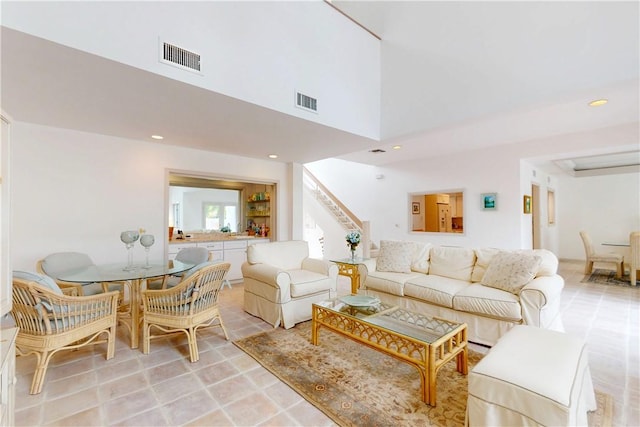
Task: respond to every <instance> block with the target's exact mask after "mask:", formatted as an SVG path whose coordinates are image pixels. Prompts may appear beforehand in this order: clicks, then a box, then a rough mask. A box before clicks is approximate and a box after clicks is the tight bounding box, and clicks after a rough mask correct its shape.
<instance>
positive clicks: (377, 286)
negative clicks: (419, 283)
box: [367, 271, 424, 296]
mask: <svg viewBox="0 0 640 427" xmlns="http://www.w3.org/2000/svg"><path fill="white" fill-rule="evenodd" d="M420 276H424V274H423V273H392V272H387V271H373V272H370V273H369V275H368V277H367V289H374V290H377V291H381V292H386V293H388V294H391V295H398V296H404V284H405V283H406V282H407V281H408V280H413V279H414V278H417V277H420Z"/></svg>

════

## Your assignment
Collect every line in the items that contains the string "instance", treating uppercase and lowercase as different.

## Solution to the problem
Task: respond to every <instance> block with the target's exact mask after "mask:", formatted as an SVG path whose coordinates are image pixels. Prompts may appear beforehand in this order: clicks, then a box, then a rough mask. A box before clicks is approximate and a box after clicks is the tight bounding box, and clicks after a rough mask correct its shape.
<instance>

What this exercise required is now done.